Photo object pointing material
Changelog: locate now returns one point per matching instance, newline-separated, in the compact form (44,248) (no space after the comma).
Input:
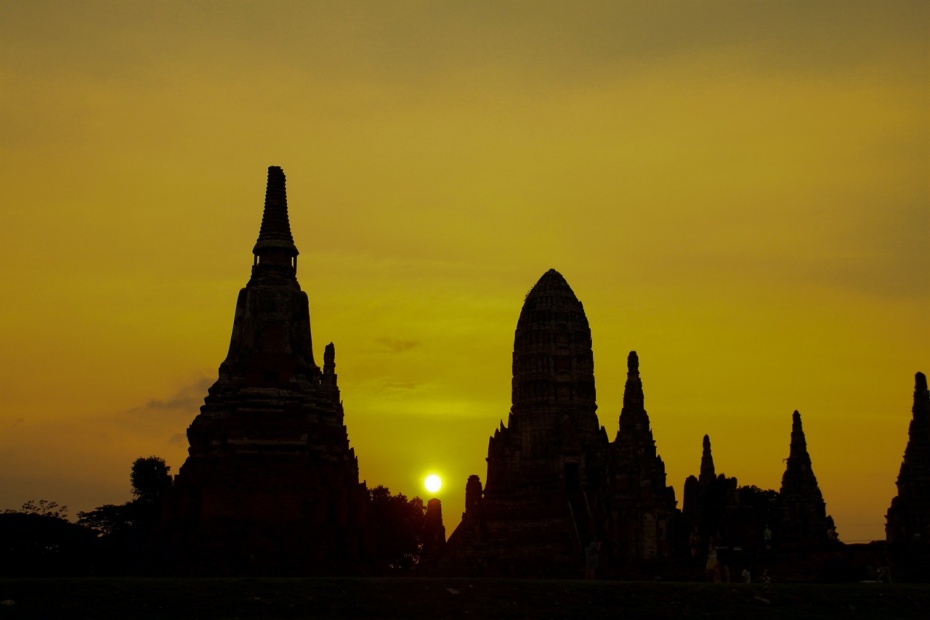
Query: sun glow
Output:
(432,483)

**TASK BRIEF**
Reproduce the material above line for line, without alteration, omitting the pictures.

**WRITTEN ANSWER**
Changelog: locate now returns one point per matching instance, newline-separated, in the compact form (44,248) (no space after the comma).
Input:
Query: sun glow
Output:
(432,483)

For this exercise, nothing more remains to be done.